• _WORK INSTRUCTIONS_
Put the lines below, from the line with "the man's face" up to and including the line with "x=409 y=389", into a numbered list. Leave out any blank lines.

• _RECORDS PROVIDED_
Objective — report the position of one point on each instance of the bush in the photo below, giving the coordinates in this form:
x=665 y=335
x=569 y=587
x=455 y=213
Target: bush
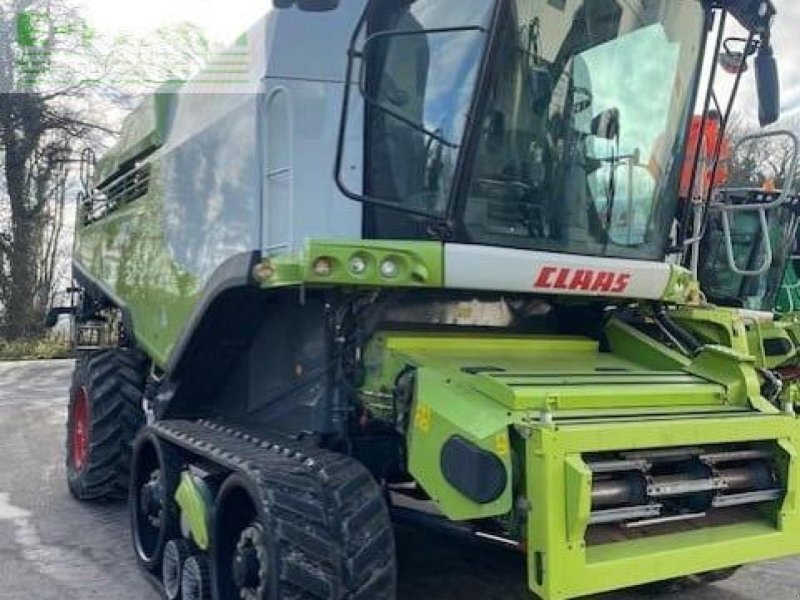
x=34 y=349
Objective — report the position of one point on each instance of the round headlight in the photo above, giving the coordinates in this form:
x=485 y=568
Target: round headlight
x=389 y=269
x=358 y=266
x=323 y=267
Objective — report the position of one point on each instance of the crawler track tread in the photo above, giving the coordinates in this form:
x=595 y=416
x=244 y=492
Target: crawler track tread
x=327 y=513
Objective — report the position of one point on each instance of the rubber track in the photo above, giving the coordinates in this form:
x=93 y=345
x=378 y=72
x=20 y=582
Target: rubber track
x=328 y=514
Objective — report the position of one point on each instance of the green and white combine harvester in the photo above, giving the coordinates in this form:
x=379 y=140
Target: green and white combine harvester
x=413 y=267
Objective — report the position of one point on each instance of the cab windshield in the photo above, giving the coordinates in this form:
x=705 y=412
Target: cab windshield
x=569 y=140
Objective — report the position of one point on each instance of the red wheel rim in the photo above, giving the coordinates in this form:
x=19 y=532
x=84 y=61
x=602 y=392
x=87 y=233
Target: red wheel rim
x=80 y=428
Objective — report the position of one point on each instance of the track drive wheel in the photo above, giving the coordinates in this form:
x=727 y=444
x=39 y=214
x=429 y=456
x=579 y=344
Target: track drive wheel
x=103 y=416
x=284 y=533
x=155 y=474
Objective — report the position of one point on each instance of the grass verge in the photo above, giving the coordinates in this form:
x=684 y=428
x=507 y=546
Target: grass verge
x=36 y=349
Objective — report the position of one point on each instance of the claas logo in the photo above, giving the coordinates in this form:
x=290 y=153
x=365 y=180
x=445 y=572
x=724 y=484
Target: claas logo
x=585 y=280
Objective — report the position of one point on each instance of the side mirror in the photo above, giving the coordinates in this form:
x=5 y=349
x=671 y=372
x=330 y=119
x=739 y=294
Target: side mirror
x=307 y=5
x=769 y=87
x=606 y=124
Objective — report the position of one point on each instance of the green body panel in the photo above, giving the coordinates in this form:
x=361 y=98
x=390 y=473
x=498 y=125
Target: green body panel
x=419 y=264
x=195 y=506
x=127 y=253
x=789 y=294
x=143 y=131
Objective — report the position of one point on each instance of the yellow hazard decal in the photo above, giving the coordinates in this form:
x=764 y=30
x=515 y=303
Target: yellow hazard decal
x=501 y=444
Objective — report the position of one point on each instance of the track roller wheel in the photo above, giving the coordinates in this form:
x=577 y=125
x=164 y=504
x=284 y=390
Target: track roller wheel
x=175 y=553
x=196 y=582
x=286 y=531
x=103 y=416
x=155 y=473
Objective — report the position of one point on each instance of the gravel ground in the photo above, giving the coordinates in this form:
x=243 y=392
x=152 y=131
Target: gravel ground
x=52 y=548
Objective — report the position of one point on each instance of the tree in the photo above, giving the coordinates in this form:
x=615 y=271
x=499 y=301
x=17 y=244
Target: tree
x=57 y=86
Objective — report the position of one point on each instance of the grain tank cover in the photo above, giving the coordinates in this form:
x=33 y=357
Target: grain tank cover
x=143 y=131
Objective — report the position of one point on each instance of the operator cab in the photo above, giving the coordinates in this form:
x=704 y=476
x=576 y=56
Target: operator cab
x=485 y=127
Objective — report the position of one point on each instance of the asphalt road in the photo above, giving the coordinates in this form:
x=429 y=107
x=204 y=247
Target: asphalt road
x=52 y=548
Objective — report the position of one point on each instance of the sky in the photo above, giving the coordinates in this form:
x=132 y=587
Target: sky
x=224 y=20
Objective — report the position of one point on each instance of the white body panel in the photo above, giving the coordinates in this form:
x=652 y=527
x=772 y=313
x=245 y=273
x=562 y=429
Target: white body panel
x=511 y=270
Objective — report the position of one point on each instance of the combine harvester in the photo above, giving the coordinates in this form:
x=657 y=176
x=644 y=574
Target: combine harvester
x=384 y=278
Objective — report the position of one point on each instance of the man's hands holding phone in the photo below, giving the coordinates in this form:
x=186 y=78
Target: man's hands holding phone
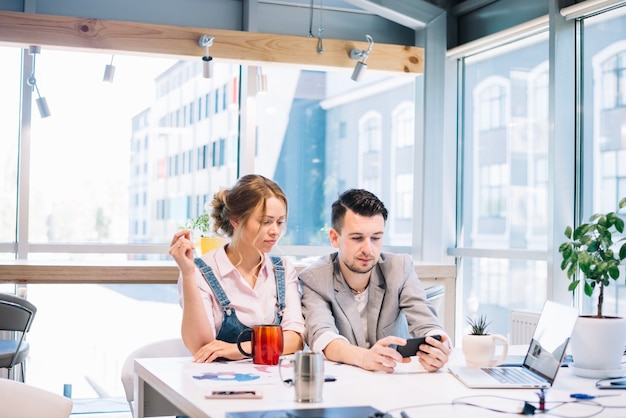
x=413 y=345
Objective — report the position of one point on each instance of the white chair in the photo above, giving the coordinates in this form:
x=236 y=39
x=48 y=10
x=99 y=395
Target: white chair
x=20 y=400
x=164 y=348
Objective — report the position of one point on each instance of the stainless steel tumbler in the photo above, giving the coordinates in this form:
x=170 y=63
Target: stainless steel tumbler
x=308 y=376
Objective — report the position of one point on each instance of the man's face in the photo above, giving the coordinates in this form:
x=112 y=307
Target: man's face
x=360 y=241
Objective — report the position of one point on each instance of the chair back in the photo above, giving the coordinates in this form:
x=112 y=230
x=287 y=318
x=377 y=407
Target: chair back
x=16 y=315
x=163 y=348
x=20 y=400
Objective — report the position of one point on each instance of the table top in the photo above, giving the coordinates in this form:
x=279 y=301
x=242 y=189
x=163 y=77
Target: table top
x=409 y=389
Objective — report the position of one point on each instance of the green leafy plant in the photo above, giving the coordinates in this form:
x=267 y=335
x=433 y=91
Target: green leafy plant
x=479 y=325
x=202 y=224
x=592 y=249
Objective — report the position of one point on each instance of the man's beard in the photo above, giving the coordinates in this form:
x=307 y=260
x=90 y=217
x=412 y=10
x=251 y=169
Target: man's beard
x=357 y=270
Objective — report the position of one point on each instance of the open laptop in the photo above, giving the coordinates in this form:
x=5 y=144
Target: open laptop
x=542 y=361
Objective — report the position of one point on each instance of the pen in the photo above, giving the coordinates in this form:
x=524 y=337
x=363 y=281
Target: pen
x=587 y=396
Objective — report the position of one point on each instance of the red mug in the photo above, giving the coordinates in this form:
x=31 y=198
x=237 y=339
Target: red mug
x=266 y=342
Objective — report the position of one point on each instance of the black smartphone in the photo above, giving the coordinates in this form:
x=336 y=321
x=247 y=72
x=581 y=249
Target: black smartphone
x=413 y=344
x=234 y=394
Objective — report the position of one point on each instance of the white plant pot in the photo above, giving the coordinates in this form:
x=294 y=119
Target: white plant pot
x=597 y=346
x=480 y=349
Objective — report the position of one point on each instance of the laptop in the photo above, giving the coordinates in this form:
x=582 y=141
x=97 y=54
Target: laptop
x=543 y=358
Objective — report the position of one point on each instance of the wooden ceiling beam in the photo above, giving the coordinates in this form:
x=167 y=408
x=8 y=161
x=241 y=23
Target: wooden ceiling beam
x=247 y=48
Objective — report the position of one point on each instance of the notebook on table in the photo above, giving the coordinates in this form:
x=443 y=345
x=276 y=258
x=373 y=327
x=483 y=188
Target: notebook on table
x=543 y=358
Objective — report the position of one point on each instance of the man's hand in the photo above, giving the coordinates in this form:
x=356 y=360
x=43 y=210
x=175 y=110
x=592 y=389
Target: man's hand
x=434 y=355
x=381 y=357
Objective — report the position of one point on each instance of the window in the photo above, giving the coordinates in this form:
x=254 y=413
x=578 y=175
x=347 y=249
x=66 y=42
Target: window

• _RESPONSE BELOW_
1. Objective — report the position of one point on each instance of the man's face in the photo above, giving the coordinates in this form:
2. x=112 y=307
3. Target: man's face
4. x=360 y=241
5. Objective — report the position of one point on each instance of the chair back in the photo above, giving the coordinates in this form:
6. x=112 y=230
7. x=287 y=318
8. x=377 y=407
9. Target: chair back
10. x=16 y=315
11. x=163 y=348
12. x=20 y=400
13. Objective — report the position of one point on each instance of the table top in the photo above, giving the coordinates in this form:
14. x=279 y=301
15. x=242 y=189
16. x=163 y=77
17. Target: table top
18. x=409 y=389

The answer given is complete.